» **DATA PROVIDED**:
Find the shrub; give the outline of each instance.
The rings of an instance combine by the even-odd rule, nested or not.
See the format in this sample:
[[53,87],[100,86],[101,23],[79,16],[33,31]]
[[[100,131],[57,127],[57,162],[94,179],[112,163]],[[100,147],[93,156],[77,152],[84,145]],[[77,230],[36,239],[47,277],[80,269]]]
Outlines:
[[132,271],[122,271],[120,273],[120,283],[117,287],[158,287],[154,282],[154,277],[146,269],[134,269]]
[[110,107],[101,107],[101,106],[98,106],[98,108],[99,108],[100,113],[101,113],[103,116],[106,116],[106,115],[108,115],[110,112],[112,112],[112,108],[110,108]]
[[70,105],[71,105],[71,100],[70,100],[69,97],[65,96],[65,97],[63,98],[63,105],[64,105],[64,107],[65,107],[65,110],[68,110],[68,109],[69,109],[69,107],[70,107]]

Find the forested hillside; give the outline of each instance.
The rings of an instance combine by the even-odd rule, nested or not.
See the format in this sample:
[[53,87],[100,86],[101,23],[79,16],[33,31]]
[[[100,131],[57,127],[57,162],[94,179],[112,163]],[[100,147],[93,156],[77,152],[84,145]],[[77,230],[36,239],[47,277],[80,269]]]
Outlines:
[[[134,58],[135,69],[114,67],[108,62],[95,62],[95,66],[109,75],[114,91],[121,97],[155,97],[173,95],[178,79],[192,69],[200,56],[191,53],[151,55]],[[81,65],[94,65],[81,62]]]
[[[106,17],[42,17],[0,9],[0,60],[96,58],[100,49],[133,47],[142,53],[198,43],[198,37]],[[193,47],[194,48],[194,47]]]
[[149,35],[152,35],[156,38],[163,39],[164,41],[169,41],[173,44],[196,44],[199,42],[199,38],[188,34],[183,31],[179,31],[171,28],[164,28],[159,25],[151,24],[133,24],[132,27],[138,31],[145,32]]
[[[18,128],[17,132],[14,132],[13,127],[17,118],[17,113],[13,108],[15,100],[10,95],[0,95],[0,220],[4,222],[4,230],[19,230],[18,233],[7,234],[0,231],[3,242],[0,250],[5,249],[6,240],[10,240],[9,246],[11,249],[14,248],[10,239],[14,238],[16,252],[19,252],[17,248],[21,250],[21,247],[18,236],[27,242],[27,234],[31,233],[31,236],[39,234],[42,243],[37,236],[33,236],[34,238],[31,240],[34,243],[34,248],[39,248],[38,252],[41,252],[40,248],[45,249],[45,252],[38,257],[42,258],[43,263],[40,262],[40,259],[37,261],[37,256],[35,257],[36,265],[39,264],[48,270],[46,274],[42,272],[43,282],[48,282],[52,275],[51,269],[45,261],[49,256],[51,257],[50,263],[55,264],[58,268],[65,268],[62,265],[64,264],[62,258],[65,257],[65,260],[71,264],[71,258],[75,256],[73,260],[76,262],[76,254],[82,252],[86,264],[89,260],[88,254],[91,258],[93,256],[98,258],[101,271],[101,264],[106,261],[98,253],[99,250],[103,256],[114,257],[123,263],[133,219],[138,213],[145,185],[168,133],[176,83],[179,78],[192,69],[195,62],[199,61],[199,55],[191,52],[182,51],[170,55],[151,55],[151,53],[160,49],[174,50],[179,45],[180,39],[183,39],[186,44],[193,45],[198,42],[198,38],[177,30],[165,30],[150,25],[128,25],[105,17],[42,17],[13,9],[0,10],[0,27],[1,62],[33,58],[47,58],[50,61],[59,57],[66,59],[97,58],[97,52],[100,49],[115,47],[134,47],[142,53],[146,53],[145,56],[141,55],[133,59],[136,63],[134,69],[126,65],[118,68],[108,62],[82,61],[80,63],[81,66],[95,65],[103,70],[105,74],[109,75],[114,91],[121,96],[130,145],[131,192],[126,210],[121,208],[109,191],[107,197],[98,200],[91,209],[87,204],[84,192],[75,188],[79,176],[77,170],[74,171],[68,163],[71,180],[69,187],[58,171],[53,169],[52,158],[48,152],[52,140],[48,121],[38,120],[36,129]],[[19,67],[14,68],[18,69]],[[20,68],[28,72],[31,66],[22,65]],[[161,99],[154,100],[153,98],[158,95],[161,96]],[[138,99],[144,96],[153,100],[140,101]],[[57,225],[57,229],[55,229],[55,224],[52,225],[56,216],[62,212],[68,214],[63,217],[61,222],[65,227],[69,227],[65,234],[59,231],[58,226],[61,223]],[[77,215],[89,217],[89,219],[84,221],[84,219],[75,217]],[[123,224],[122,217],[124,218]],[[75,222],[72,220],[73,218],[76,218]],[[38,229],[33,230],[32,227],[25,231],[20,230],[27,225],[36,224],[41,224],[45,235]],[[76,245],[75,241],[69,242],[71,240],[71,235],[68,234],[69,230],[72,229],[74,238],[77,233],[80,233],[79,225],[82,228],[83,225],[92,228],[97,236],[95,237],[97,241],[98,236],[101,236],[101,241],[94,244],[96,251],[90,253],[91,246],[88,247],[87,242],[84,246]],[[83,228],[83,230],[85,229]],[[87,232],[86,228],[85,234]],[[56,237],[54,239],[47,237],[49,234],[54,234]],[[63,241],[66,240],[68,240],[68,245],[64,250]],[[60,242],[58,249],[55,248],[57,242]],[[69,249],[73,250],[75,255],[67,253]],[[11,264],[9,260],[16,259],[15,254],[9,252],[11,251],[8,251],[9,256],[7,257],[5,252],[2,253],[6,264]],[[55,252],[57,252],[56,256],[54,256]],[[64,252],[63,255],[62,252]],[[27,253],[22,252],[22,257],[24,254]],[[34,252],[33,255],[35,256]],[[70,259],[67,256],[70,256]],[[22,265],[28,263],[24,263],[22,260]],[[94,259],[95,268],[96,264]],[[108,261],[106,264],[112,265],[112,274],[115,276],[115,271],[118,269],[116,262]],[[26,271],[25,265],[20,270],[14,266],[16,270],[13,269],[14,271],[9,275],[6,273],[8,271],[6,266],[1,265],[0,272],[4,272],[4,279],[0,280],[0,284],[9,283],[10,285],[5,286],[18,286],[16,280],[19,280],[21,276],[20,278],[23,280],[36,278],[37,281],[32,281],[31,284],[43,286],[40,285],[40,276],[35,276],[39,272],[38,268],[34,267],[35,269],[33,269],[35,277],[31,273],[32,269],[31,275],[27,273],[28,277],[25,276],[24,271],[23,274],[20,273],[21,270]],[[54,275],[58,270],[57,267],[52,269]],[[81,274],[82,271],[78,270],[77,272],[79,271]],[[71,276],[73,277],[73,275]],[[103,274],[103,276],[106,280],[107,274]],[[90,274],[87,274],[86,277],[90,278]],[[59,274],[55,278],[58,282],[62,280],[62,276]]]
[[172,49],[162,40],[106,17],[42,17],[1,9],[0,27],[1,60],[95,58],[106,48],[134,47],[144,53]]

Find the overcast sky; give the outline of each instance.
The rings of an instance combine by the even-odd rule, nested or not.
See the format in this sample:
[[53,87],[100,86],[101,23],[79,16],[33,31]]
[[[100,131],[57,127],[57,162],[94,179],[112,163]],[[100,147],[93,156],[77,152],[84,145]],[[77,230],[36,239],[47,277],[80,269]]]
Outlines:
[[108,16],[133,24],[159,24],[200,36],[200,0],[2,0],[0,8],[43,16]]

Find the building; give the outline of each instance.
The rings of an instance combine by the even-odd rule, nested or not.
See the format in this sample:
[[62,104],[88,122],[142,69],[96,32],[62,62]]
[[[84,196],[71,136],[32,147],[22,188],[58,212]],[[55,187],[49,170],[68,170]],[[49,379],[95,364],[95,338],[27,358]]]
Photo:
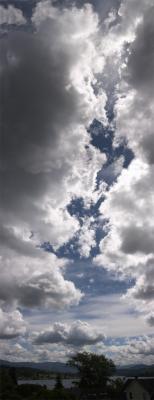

» **EXERCISE DIRECTIONS**: Transcribe the records above exactly, excluding every picture.

» **OUTPUT BELOW**:
Find the shrub; give the outline of each instance.
The rings of an instance combine by the even-odd rule, nested or not.
See the format in this sample:
[[53,87],[100,86],[101,23],[79,16],[33,31]]
[[[100,131],[57,127],[57,162],[94,179],[112,163]],[[100,147],[93,156],[77,152],[84,145]],[[77,230],[36,239],[47,277],[80,269]]]
Outlines:
[[132,271],[122,271],[120,273],[120,283],[117,287],[158,287],[154,282],[154,277],[146,269],[134,269]]
[[110,107],[101,107],[101,106],[98,106],[98,108],[99,108],[100,113],[101,113],[103,116],[106,116],[106,115],[108,115],[110,112],[112,112],[112,108],[110,108]]
[[70,105],[71,105],[71,100],[70,100],[69,97],[65,96],[65,97],[63,98],[63,105],[64,105],[64,107],[65,107],[65,110],[68,110],[68,109],[69,109],[69,107],[70,107]]

Find the forested hillside; give the outline of each instance.
The rings of an instance combine by the even-odd rule, nested or not.
See the format in this sample:
[[53,87],[100,86],[101,23],[79,16],[33,31]]
[[[100,131],[57,127],[57,162],[94,179],[112,163]],[[100,147],[93,156],[77,152],[84,145]],[[77,230],[36,239],[47,277],[80,269]]]
Outlines:
[[[134,58],[135,69],[114,67],[108,62],[95,62],[95,66],[109,75],[114,91],[121,97],[155,97],[173,95],[178,79],[192,69],[200,56],[191,53],[151,55]],[[81,65],[94,65],[81,62]]]
[[[106,17],[42,17],[0,9],[0,60],[96,58],[100,49],[133,47],[142,53],[198,43],[198,37]],[[193,47],[194,48],[194,47]]]
[[149,35],[152,35],[156,38],[163,39],[164,41],[169,41],[173,44],[196,44],[199,42],[199,38],[188,34],[183,31],[179,31],[171,28],[164,28],[159,25],[151,24],[133,24],[132,27],[138,31],[145,32]]
[[[18,128],[17,132],[14,132],[13,127],[17,118],[17,113],[13,108],[15,100],[10,95],[0,95],[0,220],[4,222],[4,230],[19,230],[18,233],[7,234],[0,231],[3,242],[0,250],[5,249],[6,240],[10,240],[9,246],[11,249],[14,248],[10,239],[14,238],[16,252],[19,252],[17,248],[21,250],[21,247],[18,236],[27,242],[27,234],[31,233],[31,236],[39,234],[42,243],[37,236],[33,236],[34,238],[31,240],[34,243],[34,248],[39,248],[38,252],[41,252],[40,248],[45,249],[45,252],[38,257],[42,258],[43,263],[40,262],[40,259],[37,261],[37,256],[35,257],[36,265],[39,264],[48,270],[46,274],[42,272],[43,282],[48,282],[52,275],[51,269],[45,261],[49,256],[51,257],[50,263],[55,264],[58,268],[65,268],[62,265],[64,264],[62,258],[65,257],[65,260],[71,264],[71,258],[75,256],[73,260],[76,262],[76,254],[82,252],[86,264],[89,260],[88,254],[91,258],[93,256],[98,258],[101,271],[101,264],[106,261],[98,253],[99,250],[103,256],[114,257],[123,263],[133,219],[138,213],[145,185],[168,133],[176,83],[179,78],[192,69],[195,62],[199,61],[199,55],[191,52],[182,51],[170,55],[151,55],[151,53],[160,49],[174,50],[179,45],[180,39],[183,39],[186,44],[193,45],[198,42],[198,38],[177,30],[165,30],[150,25],[128,25],[105,17],[42,17],[13,9],[0,10],[0,27],[1,62],[33,58],[47,58],[50,61],[59,57],[66,59],[97,58],[97,52],[100,49],[115,47],[134,47],[142,53],[146,53],[145,56],[141,55],[133,59],[136,63],[134,69],[126,65],[118,68],[108,62],[82,61],[80,63],[81,66],[95,65],[103,70],[105,74],[109,75],[114,91],[121,96],[130,145],[131,192],[126,210],[121,208],[109,191],[107,197],[98,200],[91,209],[87,204],[84,192],[75,188],[79,176],[77,170],[74,171],[68,163],[71,180],[69,187],[58,171],[53,169],[52,158],[48,152],[52,140],[48,121],[38,120],[36,129]],[[19,67],[14,68],[18,69]],[[20,68],[28,72],[31,66],[22,65]],[[161,99],[154,100],[153,98],[158,95],[161,96]],[[138,99],[144,96],[153,100],[140,101]],[[57,225],[57,229],[55,229],[55,224],[52,225],[56,216],[62,212],[68,214],[63,217],[61,222],[65,227],[69,227],[65,234],[59,231],[58,226],[61,223]],[[77,215],[89,217],[89,219],[84,221],[84,219],[75,217]],[[123,224],[122,217],[124,218]],[[75,222],[72,220],[73,218],[76,218]],[[38,229],[33,230],[32,227],[25,231],[20,230],[27,225],[36,224],[41,224],[45,235]],[[76,245],[75,241],[69,242],[71,240],[71,235],[68,234],[69,230],[72,229],[74,238],[77,233],[80,233],[79,225],[82,228],[83,225],[92,228],[97,236],[95,237],[97,241],[98,236],[101,236],[101,241],[94,244],[96,251],[90,253],[91,246],[88,247],[87,242],[84,246]],[[83,228],[83,230],[85,229]],[[87,232],[86,228],[85,234]],[[56,237],[54,239],[47,237],[49,234],[54,234]],[[63,241],[66,240],[68,240],[68,245],[64,250]],[[60,242],[58,249],[55,248],[57,242]],[[69,249],[73,250],[75,255],[67,253]],[[11,264],[9,260],[16,259],[15,254],[9,252],[11,251],[8,251],[9,256],[7,257],[5,252],[2,253],[6,264]],[[55,252],[57,252],[56,256],[54,256]],[[64,252],[63,255],[62,252]],[[27,253],[22,252],[22,257],[24,254]],[[34,252],[33,255],[35,256]],[[70,259],[67,256],[70,256]],[[22,265],[28,263],[24,263],[22,260]],[[94,259],[95,268],[96,264]],[[108,261],[106,264],[112,265],[112,274],[115,276],[115,271],[118,269],[116,262]],[[26,271],[25,265],[20,270],[14,266],[16,270],[13,269],[14,271],[9,275],[6,273],[8,271],[6,266],[1,265],[0,272],[4,272],[4,279],[0,280],[0,284],[9,283],[10,285],[5,286],[18,286],[16,280],[19,280],[21,276],[20,278],[23,280],[36,278],[37,281],[32,281],[31,284],[43,286],[40,285],[40,276],[35,276],[39,272],[38,268],[34,267],[35,269],[33,269],[35,277],[31,273],[32,269],[31,275],[27,273],[28,277],[25,276],[24,271],[23,274],[20,273],[21,270]],[[54,275],[58,270],[57,267],[52,269]],[[81,274],[82,271],[78,270],[77,272],[79,271]],[[71,276],[73,277],[73,275]],[[103,274],[103,276],[106,280],[107,274]],[[90,274],[87,274],[86,277],[90,278]],[[59,274],[55,278],[58,282],[62,280],[62,276]]]
[[172,49],[162,40],[106,17],[42,17],[1,9],[0,27],[1,60],[95,58],[106,48],[134,47],[144,53]]

Find the overcast sky; give the outline of each instance.
The rings of an instance combine by the even-odd rule, nested or not.
See the format in this sample:
[[53,87],[100,86],[101,23],[79,16],[33,31]]
[[[100,131],[57,127],[57,162],[94,179],[112,163]],[[100,147],[93,156],[77,152],[84,145]],[[77,230],[36,239],[47,277],[80,269]]]
Outlines:
[[108,16],[133,24],[159,24],[200,36],[200,0],[2,0],[0,8],[43,16]]

Find the building; give the outline of each instance.
The rings of an instance combine by the even-odd rule, nested or not.
See the format in this sample:
[[62,104],[88,122],[142,69],[96,32],[62,62]]
[[[84,196],[71,136],[32,147],[22,188],[58,212]],[[55,187],[49,170],[68,170]],[[49,379],[95,364],[95,338],[27,358]]]
Photo:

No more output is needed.